PROBLEM DETAILS :: Transcribe the passage of the Paris Gregory manuscript text starting at "The Paris Gregory" and ending at "of Greek manuscripts.".

EXCERPT PROVIDED ::
- - -
The Paris Gregory (BnF Grec 510) is an illuminated manuscript of the Homilies of Gregory of Nazianzus commissioned in Constantinople by Patriarch Photios I as a commemoration to the Emperor Basil I between 879 and 883. The illustrations from the manuscript are held today in the Bibliothèque nationale de France in Paris as part of their collection of Greek manuscripts.

==Origin==
The Homilies of Gregory was commissioned as a gift for emperor Basil I by the Patriarch of Constantinople Photios I, to both celebrate the triumph of Orthodoxy and to praise the reign of Basil I. The focus on St. Gregory, a fourth-century archbishop of Constantinople, is a very deliberate decision made by Photios, who, being a highly educated man was well aware of the connotation of wisdom and devout faith that would be drawn by having a commemorative piece made focusing on the famous homilies delivered by St. Gregory in Nazianzus. Some have speculated as to the reason for devoting a manuscript to an emperor who was most likely illiterate, but the formality of the gesture, and intricate design of the work lend weight to the idea that this was done as a celebratory gift, and not something Basil I would have actually have been expected to read. However, the high quality of this manuscript does also suggest that it was in fact meant to be enjoyed by patriarchal circles who could read it, and not just the emperor.

==Overview==
The Homilies are considered by many art historians to be one of the best preserved and most carefully designed Byzantine manuscripts to survive the period immediately following Iconoclasm. Created as a celebration of the triumph of Orthodoxy over Iconoclasm, this manuscript's elaborate design and level of sophistication strongly suggests that it was designed and created in Constantinople by professional artists. Though the text itself is actually a series of homilies delivered by Gregory from the fourth century, many of the illustrations bordering the text have nothing to do directly with sermons themselves, and actually serve as contextual backdrop orchestrated by Photios, to draw parallels between the fall of Iconoclasm and the enduring faith of Greek Orthodoxy. For instance, the council of 381 is illustrated several times throughout the condemnation of the Arian heretics, despite the fact that St. Gregory was never present at that particular meeting. Important segments of text meant to be read carefully are punctuated with large golden symbols, and the paintings throughout are done using colorful tempera. There are also images depicting the raising of Lazarus, the burning bush, Moses and even Gregory with his father in Nanzianzus. These paintings are all done in the quintessential mid-Byzantine style with elongated and stylized proportions on the figures, and heavy symbolism used throughout. This obscure style lends to the idea that Photios was communicating on a level of subtext rather than just completely derivative interpretation.

==Background==
Though the focus of the manuscript is on the homilies delivered by St. Gregory, the political message being delivered is much more open to interpretation. The parallel between the Arian and Macedonian heresy being carried out in the fourth century, and the tensions rising between the Latin and Orthodox interpretations of the Holy Spirit at the time the manuscript was created is apparent from the offset. Photios was virulently opposed to the Latin interpretation of divinity and was trying to cement the tried and tested wisdom of Eastern Orthodoxy by using the sermons of Gregory, a fellow patriarch who stood defiantly against the rule of Julian, a non-Christian emperor of the fourth century. St. Gregory, who was often depicted with a spade-shaped beard and grey hair, was depicted to be a remarkably wise and patient man by his predecessors. Using him as the source material to celebrate Basil I was a way of drawing a correlation between conventional wisdom, and a new emperor who was considered by many to be a true successor to Justinian.
- - -
DATA UNDER STUDY ::
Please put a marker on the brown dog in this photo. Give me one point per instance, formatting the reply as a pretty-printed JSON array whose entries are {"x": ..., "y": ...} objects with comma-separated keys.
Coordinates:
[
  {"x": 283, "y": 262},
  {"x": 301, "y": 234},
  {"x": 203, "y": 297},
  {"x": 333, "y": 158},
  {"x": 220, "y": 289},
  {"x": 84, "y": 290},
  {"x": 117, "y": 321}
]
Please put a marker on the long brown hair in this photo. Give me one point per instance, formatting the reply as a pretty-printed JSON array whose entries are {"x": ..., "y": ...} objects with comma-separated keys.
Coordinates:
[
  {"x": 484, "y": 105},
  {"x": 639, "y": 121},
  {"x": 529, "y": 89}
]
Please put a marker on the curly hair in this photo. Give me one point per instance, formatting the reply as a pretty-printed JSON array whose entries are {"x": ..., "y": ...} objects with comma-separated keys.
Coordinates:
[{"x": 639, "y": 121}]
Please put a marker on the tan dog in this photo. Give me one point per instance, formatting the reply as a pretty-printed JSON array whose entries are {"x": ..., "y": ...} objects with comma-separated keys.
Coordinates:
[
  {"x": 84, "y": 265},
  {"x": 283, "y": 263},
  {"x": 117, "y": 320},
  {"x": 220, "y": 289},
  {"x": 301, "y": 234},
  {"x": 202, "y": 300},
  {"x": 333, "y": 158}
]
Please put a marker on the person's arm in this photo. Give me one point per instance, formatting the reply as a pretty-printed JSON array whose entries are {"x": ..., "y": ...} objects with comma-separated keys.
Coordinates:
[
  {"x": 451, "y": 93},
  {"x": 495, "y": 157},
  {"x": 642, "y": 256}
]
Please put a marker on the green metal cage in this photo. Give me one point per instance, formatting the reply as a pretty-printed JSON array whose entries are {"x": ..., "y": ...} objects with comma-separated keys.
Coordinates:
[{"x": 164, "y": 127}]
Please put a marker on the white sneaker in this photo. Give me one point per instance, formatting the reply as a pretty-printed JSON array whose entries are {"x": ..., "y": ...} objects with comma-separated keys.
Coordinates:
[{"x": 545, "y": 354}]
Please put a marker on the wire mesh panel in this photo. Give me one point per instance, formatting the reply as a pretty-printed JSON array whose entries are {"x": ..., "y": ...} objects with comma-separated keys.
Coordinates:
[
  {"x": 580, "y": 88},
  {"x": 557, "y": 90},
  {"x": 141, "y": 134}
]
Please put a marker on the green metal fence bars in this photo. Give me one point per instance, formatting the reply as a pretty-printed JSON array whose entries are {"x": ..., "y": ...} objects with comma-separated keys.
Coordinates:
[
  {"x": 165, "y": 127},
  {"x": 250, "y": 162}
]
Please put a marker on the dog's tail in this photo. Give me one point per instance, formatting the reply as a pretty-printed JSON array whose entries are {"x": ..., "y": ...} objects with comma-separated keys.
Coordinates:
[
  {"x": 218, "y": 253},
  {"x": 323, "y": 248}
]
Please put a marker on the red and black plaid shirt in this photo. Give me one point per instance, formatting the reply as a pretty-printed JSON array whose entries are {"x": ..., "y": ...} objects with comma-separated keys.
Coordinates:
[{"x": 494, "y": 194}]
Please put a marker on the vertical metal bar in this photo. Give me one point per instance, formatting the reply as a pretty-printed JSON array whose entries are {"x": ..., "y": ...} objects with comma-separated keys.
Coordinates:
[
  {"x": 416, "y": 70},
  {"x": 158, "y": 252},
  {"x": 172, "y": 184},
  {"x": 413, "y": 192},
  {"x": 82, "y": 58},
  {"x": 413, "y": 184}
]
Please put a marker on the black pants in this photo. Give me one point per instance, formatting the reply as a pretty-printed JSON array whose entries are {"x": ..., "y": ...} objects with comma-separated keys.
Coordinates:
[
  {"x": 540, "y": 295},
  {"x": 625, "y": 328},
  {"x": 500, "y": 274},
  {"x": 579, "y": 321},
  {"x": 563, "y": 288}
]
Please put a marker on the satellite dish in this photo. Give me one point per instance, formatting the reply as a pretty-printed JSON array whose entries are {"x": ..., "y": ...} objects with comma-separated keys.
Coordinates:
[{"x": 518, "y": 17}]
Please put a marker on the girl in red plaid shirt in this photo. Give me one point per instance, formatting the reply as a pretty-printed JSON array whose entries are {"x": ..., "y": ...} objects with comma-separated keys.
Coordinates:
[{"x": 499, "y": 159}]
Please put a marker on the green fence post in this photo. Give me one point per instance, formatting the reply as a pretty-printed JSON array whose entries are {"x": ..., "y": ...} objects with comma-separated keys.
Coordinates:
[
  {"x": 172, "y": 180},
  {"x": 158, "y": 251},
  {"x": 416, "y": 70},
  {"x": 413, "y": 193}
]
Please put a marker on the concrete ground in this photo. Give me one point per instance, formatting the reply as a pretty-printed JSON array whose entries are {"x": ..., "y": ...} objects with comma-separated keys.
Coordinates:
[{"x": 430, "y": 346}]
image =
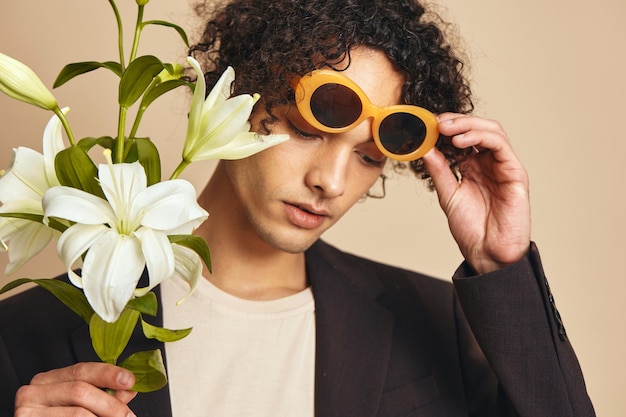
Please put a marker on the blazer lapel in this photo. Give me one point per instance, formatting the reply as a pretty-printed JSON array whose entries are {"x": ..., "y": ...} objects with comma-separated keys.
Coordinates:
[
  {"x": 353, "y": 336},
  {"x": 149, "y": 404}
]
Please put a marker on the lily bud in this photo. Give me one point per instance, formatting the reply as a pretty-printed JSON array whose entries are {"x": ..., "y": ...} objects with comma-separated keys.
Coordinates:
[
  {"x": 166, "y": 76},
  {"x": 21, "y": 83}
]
- - -
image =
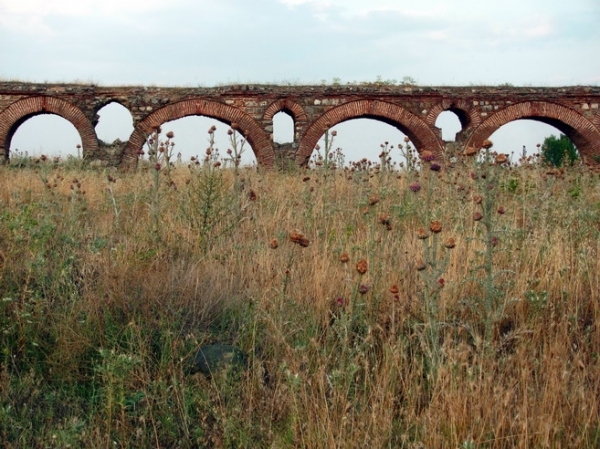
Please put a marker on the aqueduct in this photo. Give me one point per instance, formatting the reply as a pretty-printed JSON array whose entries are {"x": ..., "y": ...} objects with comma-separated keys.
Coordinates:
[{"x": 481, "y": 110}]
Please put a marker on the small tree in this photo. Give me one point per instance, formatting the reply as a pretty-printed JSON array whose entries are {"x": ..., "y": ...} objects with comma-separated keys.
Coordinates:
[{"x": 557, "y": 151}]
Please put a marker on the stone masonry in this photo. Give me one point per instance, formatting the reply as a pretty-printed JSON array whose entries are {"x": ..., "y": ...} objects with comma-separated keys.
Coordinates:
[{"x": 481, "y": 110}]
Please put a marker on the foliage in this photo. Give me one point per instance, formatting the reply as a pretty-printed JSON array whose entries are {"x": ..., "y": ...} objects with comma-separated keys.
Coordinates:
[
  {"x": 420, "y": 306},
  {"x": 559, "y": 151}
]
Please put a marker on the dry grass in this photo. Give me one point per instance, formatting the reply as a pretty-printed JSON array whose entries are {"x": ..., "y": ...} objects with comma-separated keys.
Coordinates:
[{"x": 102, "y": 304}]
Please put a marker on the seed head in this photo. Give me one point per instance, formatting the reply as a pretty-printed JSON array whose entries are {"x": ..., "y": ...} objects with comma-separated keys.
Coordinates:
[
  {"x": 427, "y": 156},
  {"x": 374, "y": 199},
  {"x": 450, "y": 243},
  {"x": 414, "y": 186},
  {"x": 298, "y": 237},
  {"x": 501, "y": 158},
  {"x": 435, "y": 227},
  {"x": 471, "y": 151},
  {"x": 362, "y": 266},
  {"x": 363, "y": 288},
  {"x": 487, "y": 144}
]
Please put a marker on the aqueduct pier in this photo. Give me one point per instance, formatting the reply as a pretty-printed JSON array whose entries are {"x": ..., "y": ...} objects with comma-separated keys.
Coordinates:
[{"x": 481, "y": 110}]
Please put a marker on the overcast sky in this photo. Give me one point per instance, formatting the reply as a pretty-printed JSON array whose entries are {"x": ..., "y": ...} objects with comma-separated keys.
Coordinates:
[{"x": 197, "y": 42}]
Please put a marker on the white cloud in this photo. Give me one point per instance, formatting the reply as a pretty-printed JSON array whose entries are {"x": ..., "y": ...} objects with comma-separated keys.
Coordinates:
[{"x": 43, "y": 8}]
- - -
ANSWER SPACE ::
The Paris Gregory (BnF Grec 510) is an illuminated manuscript of the Homilies of Gregory of Nazianzus commissioned in Constantinople by Patriarch Photios I as a commemoration to the Emperor Basil I between 879 and 883. The illustrations from the manuscript are held today in the Bibliothèque nationale de France in Paris as part of their collection of Greek manuscripts.